# Requirement a:
Can you return, word for word, the part of the interview post that opens with the words containing "So, we’re a" and closes with "and Pop-Up MOMENT."?

# Document excerpt:
## Start

So, we’re a little bit behind schedule (sorry!) but here we are! Interview numero uno by Sagal Kahin _________________________________________________________________________________________
When Tarini invited me to be part of this series, I knew right away that I wanted to talk to Anita Cheung. A yoga and pilates instructor in Vancouver, and the woman behind Community Social Yoga and Pop-Up MOMENT.
Anita and I did not meet for coffee. I know, breaking the rules already. Instead, we met at This Open Space (formerly, The Chinatown Experiment), where she was hosting a week long pop-up installation dedicated to bringing mindfullness to our busy city. This Open Space is an “ideas playground” that has hosted over 70 pop-up installations in the last two years.
“MOMENT Is a pop up installation dedicated to sparking curiosity about mindfulness. We aim to make mindful meditation simple, and accessible. We believe that meditation allows us to take more responsibility of our mind and our mental health. By changing the way we think, we can change our own lives as well as the world around us. “
MOMENT has since wrapped up, but the audio meditations are available online are available here. The space had been transformed with the help of Anita’s friends, or as she calls them, her crew. The afternoon sun was pouring in and it was just dreamy. There were plants everywhere, beautiful photographs on the walls, and on the floor were bamboo mats topped with pillows .
Since the installation was only a week long, I assumed (hoped) that you would forgive me for not conducting the interview in a café. To keep the spirit of the series alive, I made a point to have coffee some place new, so I could report back. Luckily, This Open Space is right next door to The Shop. The Shop is a store front that sells motorcycle parts, men’s clothing, and coffee. A space I would never have wandered into otherwise, but I’m glad to have found this gem.

## End

# Records supplied:
## Start

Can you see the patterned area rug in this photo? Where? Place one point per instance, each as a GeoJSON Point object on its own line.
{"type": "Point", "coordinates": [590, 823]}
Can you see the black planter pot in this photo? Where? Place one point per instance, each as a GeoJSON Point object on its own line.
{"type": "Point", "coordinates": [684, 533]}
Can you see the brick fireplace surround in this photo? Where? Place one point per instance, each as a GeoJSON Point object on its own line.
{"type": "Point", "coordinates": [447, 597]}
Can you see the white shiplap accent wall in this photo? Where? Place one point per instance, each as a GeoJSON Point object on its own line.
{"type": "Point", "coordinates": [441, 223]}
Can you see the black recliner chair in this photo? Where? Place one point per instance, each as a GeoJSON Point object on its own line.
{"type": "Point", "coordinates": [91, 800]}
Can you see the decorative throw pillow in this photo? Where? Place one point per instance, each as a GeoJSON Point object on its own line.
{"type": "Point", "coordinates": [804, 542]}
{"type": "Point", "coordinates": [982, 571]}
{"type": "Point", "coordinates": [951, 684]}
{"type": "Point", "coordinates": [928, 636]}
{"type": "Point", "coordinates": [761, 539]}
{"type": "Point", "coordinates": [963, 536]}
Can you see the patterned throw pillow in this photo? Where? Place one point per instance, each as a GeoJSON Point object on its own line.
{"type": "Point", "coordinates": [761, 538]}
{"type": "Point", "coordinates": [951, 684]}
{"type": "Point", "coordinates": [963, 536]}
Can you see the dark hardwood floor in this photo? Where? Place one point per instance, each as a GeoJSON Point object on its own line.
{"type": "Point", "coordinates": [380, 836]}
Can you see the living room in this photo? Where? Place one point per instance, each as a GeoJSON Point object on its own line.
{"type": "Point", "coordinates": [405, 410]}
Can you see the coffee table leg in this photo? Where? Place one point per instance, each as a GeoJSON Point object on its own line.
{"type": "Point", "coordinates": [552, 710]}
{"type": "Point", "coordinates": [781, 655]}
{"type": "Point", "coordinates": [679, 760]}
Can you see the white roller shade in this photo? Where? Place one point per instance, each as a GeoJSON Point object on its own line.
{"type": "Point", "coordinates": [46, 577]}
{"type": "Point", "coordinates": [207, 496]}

## End

# Requirement b:
Could you rewrite only the part of the listing that opens with the line containing "Can you see the living" and runs through the end of the listing, with "roller shade" replaced by "window blind" and everything else left unchanged?

# Correct result a:
So, we’re a little bit behind schedule (sorry!) but here we are! Interview numero uno by Sagal Kahin _________________________________________________________________________________________
When Tarini invited me to be part of this series, I knew right away that I wanted to talk to Anita Cheung. A yoga and pilates instructor in Vancouver, and the woman behind Community Social Yoga and Pop-Up MOMENT.

# Correct result b:
Can you see the living room in this photo? Where? Place one point per instance, each as a GeoJSON Point object on its own line.
{"type": "Point", "coordinates": [405, 410]}
Can you see the coffee table leg in this photo? Where? Place one point per instance, each as a GeoJSON Point object on its own line.
{"type": "Point", "coordinates": [552, 710]}
{"type": "Point", "coordinates": [781, 655]}
{"type": "Point", "coordinates": [679, 760]}
Can you see the white window blind in this photo? Where? Place one point per instance, each as a GeoJSON Point object on its own line.
{"type": "Point", "coordinates": [46, 577]}
{"type": "Point", "coordinates": [207, 496]}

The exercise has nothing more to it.